• Work required:
From the entries below, select every line containing the string "dark" and copy each one unchanged.

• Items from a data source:
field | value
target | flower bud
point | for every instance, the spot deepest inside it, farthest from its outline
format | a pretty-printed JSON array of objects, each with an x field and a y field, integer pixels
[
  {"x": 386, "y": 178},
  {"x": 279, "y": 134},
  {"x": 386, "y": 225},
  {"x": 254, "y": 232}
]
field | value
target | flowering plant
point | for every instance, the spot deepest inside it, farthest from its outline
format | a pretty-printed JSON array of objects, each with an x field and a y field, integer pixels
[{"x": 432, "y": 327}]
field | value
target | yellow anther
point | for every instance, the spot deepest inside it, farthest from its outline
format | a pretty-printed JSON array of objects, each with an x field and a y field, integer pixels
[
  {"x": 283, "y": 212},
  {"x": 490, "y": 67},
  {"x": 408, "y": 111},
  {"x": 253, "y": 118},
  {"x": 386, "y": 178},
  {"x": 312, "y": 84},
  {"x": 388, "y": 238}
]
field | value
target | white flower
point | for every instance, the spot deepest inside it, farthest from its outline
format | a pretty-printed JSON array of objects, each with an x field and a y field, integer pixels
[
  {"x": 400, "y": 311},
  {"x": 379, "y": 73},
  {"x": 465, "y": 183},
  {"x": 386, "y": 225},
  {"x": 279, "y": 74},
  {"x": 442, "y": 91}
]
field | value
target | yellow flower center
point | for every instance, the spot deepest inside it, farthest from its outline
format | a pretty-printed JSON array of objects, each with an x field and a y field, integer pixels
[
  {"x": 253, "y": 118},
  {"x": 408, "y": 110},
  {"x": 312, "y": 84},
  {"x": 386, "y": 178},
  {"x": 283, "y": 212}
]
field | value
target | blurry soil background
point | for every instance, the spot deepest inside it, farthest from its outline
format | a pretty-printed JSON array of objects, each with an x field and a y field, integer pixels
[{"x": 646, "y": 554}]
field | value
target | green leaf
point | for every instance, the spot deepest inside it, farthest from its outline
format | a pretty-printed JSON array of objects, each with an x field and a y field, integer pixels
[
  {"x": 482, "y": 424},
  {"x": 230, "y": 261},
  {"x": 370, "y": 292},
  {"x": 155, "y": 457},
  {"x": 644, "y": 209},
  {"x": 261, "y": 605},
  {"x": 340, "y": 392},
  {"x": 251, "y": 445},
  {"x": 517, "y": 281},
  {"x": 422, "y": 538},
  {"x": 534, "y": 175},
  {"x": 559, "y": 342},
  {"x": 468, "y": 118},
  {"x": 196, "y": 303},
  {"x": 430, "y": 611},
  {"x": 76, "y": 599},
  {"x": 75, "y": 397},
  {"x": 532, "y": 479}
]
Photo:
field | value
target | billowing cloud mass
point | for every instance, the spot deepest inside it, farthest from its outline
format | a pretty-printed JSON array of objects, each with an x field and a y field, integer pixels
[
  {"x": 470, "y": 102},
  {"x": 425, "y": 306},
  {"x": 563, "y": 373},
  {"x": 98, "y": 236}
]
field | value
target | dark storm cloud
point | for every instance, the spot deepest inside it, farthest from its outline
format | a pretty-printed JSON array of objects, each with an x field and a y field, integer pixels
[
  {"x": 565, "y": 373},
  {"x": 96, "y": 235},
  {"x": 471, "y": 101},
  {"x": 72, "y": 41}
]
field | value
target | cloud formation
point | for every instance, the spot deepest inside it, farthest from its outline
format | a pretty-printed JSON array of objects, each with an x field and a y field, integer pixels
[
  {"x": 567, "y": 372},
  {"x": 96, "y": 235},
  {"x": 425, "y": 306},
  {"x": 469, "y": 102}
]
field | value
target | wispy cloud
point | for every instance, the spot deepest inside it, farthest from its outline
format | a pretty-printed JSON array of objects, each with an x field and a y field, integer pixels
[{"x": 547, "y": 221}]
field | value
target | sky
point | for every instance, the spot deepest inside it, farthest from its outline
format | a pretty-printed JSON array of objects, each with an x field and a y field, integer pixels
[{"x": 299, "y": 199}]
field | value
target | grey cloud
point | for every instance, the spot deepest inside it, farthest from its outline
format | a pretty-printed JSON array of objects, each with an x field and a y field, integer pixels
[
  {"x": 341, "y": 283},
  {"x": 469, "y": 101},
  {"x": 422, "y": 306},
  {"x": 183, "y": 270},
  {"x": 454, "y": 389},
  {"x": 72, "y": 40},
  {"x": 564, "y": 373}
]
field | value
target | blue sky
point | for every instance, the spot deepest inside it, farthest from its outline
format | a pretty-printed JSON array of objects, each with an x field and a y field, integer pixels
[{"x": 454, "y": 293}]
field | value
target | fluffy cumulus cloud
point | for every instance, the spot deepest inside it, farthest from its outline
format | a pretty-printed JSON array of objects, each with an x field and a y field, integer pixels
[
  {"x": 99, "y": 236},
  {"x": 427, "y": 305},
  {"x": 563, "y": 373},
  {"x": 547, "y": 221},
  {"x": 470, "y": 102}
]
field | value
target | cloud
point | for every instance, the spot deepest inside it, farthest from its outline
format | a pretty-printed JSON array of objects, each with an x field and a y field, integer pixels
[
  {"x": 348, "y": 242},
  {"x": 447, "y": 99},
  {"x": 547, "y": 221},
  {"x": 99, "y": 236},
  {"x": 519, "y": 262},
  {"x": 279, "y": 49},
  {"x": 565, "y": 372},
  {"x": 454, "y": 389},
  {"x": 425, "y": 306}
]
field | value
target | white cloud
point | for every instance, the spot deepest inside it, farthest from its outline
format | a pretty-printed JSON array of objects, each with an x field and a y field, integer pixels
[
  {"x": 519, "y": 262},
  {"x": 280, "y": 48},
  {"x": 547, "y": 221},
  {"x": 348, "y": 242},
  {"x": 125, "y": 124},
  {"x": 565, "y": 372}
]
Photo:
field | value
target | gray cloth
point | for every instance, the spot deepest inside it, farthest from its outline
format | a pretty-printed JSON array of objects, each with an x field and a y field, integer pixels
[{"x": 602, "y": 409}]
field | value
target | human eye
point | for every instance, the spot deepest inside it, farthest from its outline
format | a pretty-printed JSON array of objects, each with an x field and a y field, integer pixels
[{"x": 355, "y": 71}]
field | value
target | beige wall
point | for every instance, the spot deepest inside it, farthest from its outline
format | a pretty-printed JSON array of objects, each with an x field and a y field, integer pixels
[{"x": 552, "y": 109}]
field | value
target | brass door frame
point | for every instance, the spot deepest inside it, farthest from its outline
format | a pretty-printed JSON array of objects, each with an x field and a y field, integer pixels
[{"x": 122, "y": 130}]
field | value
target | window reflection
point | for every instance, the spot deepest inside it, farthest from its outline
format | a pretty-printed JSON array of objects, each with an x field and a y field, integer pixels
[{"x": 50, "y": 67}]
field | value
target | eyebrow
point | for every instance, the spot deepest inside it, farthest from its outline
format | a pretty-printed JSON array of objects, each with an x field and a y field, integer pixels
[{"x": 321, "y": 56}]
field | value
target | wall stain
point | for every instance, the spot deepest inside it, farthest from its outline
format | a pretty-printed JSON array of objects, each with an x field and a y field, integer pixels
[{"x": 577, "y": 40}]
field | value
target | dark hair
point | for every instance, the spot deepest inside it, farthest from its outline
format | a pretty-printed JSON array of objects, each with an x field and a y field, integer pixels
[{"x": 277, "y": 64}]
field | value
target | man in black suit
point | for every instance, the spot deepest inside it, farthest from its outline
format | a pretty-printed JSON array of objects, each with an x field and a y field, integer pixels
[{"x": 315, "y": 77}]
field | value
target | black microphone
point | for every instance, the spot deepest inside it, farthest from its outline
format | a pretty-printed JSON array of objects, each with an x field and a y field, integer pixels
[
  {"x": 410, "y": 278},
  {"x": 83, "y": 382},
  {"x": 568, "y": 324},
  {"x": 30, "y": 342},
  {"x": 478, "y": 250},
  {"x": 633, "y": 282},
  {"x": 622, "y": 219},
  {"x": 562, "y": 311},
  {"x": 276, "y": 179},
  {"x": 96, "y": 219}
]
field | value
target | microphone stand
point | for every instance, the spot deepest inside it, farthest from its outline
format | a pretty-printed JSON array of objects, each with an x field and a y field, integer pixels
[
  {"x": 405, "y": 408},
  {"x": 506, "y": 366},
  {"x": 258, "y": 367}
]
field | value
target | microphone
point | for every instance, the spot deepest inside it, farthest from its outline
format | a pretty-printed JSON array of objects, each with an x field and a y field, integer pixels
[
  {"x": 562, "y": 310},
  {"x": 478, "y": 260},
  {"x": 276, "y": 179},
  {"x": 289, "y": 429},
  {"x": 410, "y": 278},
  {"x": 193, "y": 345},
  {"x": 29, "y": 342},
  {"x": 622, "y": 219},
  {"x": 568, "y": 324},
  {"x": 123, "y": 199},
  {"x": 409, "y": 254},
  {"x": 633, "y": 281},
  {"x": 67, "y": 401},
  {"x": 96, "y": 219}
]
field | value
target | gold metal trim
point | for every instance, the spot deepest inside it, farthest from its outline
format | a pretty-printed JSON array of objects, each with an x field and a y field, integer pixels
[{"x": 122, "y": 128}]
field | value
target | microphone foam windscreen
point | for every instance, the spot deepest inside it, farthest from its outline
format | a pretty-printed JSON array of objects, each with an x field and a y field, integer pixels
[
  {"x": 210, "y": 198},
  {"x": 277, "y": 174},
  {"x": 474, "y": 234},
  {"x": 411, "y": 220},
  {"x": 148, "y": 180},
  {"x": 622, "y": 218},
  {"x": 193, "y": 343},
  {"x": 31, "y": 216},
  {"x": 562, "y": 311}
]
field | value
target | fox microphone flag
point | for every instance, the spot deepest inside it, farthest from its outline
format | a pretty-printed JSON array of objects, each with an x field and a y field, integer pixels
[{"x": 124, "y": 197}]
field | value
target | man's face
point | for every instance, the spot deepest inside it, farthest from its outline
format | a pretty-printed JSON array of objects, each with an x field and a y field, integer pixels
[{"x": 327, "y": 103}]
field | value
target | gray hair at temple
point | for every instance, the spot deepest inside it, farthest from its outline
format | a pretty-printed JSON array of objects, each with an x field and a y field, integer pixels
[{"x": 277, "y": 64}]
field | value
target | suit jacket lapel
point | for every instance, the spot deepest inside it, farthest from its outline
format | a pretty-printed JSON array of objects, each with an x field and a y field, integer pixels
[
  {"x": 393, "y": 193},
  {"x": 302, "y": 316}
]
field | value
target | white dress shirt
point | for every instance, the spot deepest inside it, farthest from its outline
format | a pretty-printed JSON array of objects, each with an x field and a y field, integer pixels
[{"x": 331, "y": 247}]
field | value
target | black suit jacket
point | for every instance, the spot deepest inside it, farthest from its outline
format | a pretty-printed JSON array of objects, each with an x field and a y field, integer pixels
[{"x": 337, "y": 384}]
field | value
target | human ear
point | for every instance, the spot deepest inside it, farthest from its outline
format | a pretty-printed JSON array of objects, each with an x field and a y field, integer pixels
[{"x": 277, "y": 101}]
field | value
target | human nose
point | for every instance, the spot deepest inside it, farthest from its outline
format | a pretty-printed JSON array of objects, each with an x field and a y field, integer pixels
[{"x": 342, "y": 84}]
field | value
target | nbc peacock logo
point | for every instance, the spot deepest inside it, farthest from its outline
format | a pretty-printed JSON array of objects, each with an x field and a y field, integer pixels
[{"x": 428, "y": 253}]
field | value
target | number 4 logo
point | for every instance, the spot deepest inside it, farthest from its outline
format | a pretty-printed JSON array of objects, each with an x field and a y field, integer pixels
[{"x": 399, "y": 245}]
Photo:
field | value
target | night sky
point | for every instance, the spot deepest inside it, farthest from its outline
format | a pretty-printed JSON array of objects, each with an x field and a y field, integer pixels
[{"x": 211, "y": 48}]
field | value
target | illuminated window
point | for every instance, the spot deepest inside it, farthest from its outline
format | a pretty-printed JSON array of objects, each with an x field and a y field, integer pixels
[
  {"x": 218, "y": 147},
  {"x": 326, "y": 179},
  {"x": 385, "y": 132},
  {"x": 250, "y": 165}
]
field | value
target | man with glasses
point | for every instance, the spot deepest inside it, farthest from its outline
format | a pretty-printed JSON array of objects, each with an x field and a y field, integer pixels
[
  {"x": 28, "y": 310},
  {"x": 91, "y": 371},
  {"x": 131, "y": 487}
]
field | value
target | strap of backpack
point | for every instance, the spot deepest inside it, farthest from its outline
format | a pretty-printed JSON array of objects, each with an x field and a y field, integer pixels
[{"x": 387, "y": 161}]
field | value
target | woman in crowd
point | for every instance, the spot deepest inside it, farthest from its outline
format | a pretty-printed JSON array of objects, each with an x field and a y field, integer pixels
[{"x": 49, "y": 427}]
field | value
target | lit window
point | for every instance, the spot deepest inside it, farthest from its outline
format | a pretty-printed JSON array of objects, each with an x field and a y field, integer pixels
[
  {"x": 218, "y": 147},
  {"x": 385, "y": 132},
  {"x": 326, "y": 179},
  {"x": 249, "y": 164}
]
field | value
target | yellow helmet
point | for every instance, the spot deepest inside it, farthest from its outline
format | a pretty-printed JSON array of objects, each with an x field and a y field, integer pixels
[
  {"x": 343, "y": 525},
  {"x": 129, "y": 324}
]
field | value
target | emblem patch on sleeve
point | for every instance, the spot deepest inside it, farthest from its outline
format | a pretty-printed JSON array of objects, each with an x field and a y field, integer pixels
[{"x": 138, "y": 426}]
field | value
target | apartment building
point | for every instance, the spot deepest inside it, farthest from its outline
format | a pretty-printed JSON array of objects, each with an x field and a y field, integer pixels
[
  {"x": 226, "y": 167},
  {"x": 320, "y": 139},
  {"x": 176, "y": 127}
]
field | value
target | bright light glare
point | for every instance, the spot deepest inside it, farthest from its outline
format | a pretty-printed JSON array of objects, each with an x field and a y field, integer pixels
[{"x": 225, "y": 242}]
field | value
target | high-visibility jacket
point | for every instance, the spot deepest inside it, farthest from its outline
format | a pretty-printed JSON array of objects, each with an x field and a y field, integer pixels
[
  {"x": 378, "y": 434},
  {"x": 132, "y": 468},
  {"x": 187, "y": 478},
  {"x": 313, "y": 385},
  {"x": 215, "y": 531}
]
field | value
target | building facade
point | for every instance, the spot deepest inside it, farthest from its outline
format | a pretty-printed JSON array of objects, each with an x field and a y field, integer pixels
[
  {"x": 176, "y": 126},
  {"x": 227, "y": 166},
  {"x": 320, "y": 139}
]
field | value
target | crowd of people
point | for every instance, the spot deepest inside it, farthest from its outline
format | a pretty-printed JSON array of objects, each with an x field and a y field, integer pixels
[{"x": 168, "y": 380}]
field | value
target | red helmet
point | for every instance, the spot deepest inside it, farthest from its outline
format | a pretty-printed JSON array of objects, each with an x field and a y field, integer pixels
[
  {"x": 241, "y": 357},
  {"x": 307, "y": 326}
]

• Solved problem:
target | dark storm cloud
target | dark hair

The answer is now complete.